**DOCUMENT EXCERPT**.
Mr Bowen, a graduate of Edinburgh’s Heriot-Watt University, said IMERAI’s sensors worked in a “similar way” and that they insured that any “identifying data is protected”.
The company, which was established in 2018 and is based in the city’s Business School Incubator, has begun hiring five new engineers.
IMERAI’s tech relies on micro-electro mechanical system microphones, or “MEMS”, which are widely used in mobile phones and smart home devices. The company uses the microphones to act as a base for its sensor to detect the layout of its surroundings.
“As the UK debates how to ease lockdown measures safely, this type of technology could be used to count how many people are present in an office location and how far apart they are to aid with social distancing and infection control,” Mr Bowen said.
He also described his technology as a potential “game changer” for those suffering with dementia as it could pick up deterioration in movements quickly.

**BRIEF 1**.
Transcribe the passage about IMERAI's sensor technology, copying everything from "Mr Bowen, a" down to "Mr Bowen said.".
**BRIEF 2**.
Go on with the article about IMERAI's sensor technology, picking up right after its final sentence.
None of the lines after this text have any bearing on the work here.

**DATA PROVIDED**.

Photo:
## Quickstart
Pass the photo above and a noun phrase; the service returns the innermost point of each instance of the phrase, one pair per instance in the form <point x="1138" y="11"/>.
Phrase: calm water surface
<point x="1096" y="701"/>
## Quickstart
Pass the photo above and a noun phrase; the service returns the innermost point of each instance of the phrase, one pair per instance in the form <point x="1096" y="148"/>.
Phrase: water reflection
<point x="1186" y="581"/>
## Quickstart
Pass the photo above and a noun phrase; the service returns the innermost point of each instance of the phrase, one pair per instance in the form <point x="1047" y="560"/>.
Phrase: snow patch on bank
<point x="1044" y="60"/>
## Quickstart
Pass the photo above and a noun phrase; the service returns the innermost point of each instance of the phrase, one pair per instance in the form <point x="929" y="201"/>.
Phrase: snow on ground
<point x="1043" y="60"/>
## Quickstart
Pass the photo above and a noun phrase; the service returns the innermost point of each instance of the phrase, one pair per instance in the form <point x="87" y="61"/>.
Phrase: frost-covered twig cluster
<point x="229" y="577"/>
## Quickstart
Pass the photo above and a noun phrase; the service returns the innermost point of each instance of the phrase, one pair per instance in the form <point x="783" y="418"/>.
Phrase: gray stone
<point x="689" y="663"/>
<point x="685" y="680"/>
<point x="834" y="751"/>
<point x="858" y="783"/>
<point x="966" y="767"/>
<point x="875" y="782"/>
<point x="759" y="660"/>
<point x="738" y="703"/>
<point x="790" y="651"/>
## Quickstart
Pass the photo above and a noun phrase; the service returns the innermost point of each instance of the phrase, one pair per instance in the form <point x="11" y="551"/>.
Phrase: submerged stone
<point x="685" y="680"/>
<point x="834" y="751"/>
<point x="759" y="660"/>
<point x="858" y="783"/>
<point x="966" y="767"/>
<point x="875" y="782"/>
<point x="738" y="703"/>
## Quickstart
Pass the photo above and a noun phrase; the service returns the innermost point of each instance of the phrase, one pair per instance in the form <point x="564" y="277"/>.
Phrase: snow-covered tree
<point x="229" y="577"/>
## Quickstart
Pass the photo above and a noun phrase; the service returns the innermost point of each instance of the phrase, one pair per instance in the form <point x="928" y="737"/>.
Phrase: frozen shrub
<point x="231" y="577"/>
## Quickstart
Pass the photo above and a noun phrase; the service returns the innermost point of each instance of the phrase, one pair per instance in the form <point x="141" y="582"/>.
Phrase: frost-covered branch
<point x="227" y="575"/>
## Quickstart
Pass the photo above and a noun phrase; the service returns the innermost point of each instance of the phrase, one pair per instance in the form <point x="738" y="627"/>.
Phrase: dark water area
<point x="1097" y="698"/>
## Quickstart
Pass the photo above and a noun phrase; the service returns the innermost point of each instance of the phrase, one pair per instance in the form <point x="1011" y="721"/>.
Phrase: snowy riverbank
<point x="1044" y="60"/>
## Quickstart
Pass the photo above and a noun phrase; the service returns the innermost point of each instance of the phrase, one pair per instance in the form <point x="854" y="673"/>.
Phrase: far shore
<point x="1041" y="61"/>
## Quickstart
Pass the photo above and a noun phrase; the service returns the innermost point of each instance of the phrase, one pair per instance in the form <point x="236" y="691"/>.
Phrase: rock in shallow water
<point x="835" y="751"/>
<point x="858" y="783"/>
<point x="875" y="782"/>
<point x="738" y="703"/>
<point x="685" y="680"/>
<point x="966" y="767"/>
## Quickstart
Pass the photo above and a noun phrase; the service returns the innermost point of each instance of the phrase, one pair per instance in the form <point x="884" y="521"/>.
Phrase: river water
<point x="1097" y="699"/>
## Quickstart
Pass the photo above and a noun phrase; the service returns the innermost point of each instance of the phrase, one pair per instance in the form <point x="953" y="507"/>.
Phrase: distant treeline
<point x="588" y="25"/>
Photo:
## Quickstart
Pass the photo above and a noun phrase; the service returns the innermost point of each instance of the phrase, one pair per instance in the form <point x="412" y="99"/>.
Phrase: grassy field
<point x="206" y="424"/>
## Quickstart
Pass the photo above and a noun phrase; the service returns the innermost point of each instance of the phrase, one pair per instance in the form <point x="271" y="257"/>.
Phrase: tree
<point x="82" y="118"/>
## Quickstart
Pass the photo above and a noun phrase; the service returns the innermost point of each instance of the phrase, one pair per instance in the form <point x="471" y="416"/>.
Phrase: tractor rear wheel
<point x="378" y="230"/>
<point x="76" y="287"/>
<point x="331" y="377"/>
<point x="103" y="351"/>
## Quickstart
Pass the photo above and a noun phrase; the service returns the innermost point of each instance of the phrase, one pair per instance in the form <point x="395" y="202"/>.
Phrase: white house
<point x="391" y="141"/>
...
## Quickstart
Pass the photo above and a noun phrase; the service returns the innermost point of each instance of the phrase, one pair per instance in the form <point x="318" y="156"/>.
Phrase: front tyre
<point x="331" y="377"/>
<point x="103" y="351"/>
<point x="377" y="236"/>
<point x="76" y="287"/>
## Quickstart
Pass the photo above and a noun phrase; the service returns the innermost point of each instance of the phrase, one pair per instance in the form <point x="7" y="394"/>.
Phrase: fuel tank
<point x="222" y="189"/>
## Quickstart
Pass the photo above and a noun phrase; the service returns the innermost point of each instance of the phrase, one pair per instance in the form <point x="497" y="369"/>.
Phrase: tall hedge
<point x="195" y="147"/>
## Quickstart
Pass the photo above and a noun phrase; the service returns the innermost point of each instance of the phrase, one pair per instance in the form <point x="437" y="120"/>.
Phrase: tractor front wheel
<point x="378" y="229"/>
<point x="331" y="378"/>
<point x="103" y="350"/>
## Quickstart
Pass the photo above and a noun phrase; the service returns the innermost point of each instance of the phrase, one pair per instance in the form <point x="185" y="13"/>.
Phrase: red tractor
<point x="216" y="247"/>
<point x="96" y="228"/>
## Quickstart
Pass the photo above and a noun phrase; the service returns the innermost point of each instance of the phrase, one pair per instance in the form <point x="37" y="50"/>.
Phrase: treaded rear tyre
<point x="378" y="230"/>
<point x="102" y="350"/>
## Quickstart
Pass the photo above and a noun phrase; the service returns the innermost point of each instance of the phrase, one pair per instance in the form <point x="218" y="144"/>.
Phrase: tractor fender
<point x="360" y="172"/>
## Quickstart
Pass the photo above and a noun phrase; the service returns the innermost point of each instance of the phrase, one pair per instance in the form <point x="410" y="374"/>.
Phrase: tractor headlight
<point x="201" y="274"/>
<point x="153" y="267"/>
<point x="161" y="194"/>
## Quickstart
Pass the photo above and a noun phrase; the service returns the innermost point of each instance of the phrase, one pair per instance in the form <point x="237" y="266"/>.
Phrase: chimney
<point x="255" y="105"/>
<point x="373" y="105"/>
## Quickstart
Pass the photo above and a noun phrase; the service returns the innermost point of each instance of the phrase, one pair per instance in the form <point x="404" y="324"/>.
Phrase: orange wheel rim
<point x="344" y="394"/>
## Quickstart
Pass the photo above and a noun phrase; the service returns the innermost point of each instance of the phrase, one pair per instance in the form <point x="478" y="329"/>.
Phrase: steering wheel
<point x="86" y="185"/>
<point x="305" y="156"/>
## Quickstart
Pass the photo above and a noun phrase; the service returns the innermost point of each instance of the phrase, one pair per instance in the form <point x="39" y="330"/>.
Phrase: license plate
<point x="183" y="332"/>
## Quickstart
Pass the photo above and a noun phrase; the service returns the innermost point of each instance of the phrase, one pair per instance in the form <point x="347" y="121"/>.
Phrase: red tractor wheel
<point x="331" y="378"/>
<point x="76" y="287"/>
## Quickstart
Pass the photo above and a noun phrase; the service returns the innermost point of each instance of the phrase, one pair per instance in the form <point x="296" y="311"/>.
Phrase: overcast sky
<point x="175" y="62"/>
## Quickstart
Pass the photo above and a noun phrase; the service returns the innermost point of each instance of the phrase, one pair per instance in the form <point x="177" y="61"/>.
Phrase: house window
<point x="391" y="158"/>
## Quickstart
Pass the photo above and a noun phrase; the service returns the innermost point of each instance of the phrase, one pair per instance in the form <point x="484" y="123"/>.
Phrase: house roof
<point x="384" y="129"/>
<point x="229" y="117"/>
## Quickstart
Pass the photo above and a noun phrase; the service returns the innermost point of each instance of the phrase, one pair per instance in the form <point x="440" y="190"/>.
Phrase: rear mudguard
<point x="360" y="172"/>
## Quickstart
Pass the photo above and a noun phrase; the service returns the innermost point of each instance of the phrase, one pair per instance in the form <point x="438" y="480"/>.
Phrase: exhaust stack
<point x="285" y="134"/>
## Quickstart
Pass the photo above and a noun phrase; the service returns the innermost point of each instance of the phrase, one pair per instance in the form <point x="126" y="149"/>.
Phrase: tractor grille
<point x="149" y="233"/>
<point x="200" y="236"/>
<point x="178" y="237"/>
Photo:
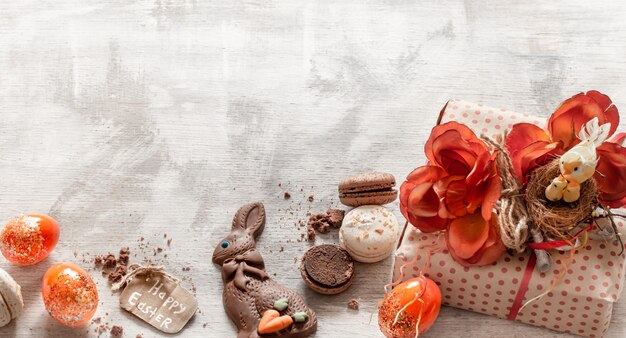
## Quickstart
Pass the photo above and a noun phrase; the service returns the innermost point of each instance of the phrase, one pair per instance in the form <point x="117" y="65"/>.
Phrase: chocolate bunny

**RESPONSE AREA 1**.
Mr Bowen, a graduate of Edinburgh’s Heriot-Watt University, said IMERAI’s sensors worked in a “similar way” and that they insured that any “identifying data is protected”.
The company, which was established in 2018 and is based in the city’s Business School Incubator, has begun hiring five new engineers.
IMERAI’s tech relies on micro-electro mechanical system microphones, or “MEMS”, which are widely used in mobile phones and smart home devices. The company uses the microphones to act as a base for its sensor to detect the layout of its surroundings.
“As the UK debates how to ease lockdown measures safely, this type of technology could be used to count how many people are present in an office location and how far apart they are to aid with social distancing and infection control,” Mr Bowen said.

**RESPONSE AREA 2**.
While some companies have pushed to allow workers to remotely operate permanently, others have focused on figuring out ways to get people back to work.
Tech giant Salesforce unveiled a set of online tools for employers in May that would allow workers to reserve time to use lifts, fill out daily assessments of their health, and book in lunch breaks.
In construction, UK-based Wearable Link has developed technology that can flag to builders if they come too close to one another to abide by social distancing rules on site.